### Цитируемый текст ###

Михаил Губергриц

Он не мог дальше трудиться и ступать по дороге, не зная точного устройства всего мира и того, куда надо стремиться.
Андрей Платонов, «Котлован»
Сегодня в гостях у нашей рубрики известный московский дизайнер Михаил Губергриц.
В. Ш. Михаил, насколько мне известно, всякий раз участвуя в конкурсах, ты занимаешь одно из призовых мест. Скажи, пожалуйста, как у тебя это получается, и перечисли свои победы.
М. Г. Я не знаю, как это описать, наверное, есть какой-то синдром победителя. Участвуя в конкурсе, я сразу думаю о том, как его выиграть, при этом считаю победой только первое место. Соответственно, каждую работу, которую я подаю на конкурс, я проверяю на критерий «может/не может выиграть» и стараюсь подать ее так, чтобы у меня лично не было никаких сомнений в том, что я сделал все, что мог. Проигранные конкурсы приносят только разочарования и сомнения. При этом я не думаю о призах, когда работаю над логотипом, просто стараюсь делать много работ и делать их хорошо, а из них как-то сами собой одна-две конкурсные работы в год получаются.

### Записи для задания ###

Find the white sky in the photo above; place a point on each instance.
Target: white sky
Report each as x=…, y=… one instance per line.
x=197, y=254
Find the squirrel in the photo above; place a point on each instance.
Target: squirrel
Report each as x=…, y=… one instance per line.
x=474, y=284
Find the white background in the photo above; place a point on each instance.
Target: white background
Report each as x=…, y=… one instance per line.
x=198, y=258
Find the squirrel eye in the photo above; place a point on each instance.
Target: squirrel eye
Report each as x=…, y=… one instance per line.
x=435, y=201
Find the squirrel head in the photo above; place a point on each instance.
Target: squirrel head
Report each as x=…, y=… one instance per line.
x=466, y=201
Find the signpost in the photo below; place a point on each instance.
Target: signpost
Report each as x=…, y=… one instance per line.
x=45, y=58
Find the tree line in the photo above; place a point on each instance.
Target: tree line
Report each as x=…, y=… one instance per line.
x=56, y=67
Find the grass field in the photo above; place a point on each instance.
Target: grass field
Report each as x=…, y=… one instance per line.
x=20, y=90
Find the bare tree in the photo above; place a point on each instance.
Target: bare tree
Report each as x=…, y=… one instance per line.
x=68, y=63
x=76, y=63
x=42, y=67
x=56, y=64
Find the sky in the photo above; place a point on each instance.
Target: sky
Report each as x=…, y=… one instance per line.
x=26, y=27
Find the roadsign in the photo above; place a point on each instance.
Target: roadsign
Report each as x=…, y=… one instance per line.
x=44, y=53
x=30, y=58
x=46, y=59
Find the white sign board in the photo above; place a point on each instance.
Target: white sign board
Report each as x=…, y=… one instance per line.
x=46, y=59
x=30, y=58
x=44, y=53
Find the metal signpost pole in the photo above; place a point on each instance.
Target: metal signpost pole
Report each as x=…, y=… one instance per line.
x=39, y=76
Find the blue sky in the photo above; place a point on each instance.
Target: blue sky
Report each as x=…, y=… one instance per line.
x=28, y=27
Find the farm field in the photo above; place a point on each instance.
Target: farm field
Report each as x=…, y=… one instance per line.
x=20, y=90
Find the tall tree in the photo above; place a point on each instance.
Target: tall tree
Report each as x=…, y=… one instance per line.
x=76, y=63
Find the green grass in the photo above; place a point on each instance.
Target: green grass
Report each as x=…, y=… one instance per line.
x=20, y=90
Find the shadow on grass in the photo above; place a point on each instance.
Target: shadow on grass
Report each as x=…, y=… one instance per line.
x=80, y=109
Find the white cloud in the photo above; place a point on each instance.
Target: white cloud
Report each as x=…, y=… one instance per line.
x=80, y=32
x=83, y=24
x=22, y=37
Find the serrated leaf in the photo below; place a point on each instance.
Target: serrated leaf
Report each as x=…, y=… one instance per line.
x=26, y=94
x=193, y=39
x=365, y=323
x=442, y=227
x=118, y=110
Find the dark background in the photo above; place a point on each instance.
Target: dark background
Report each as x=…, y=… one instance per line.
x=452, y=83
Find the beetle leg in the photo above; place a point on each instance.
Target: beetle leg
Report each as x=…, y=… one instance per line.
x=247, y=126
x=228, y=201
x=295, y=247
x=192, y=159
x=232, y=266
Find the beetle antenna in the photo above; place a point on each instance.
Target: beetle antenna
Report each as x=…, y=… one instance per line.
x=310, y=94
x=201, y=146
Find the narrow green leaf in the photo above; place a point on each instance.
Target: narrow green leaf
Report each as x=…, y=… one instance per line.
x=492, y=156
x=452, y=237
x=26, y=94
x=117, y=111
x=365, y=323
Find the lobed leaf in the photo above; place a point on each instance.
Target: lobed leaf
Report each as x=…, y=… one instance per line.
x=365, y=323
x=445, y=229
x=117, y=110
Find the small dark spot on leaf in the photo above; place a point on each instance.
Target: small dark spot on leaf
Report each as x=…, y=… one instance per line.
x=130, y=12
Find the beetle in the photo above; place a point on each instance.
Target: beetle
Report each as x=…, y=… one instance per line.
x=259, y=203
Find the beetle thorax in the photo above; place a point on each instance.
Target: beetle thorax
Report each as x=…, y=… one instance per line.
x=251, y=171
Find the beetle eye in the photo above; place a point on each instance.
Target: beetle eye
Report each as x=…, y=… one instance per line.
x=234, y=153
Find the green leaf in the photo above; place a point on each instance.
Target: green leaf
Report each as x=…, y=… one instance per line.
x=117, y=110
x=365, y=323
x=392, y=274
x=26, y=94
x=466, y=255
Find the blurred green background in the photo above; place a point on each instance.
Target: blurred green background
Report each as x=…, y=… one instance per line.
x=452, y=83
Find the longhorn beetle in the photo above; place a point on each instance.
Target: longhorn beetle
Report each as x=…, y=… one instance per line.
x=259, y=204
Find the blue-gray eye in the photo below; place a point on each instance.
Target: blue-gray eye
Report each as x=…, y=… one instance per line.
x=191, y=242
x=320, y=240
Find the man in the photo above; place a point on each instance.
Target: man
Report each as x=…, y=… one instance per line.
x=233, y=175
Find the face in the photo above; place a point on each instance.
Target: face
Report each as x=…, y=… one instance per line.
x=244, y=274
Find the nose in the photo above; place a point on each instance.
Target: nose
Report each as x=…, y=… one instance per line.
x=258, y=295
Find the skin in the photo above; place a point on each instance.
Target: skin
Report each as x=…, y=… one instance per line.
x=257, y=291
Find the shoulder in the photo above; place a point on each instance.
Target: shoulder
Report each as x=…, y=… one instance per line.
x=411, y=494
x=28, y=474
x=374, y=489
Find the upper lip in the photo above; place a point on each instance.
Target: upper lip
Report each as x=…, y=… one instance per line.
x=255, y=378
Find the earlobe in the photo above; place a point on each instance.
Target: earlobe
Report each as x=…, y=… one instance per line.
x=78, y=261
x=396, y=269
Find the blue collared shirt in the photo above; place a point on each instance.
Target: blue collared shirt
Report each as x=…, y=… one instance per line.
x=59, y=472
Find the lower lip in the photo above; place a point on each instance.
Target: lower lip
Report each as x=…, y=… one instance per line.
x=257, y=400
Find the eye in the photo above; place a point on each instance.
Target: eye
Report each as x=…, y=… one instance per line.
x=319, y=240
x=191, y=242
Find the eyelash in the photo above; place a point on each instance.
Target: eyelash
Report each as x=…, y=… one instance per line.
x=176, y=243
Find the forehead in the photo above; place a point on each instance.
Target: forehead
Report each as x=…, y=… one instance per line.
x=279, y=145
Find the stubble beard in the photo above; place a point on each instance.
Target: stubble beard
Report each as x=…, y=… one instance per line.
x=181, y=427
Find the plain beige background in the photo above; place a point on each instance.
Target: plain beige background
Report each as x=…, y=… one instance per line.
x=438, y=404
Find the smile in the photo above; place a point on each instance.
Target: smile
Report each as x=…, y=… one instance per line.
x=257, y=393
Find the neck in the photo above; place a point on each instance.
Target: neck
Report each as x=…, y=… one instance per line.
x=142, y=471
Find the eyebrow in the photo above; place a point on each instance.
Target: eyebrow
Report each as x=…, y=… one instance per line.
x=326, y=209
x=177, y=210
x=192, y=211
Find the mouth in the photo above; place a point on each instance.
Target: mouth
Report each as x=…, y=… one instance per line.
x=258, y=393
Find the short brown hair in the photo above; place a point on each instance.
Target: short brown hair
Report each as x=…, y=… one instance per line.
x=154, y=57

###

● **Указания к заданиям**:
1. Что, согласно интервью с Михаилом Губергрицем, он считает победой в конкурсе?
2. Перепишите в записях фрагмент от строки с «Find the forehead» до строки с «x=181, y=427» включительно, заменив «stubble beard» на «short beard» и оставив всё остальное без изменений. Выведите только этот фрагмент.

● **Ответы к заданиям**:
1. Только первое место.

2.
Find the forehead in the photo above; place a point on each instance.
Target: forehead
Report each as x=…, y=… one instance per line.
x=279, y=145
Find the short beard in the photo above; place a point on each instance.
Target: short beard
Report each as x=…, y=… one instance per line.
x=181, y=427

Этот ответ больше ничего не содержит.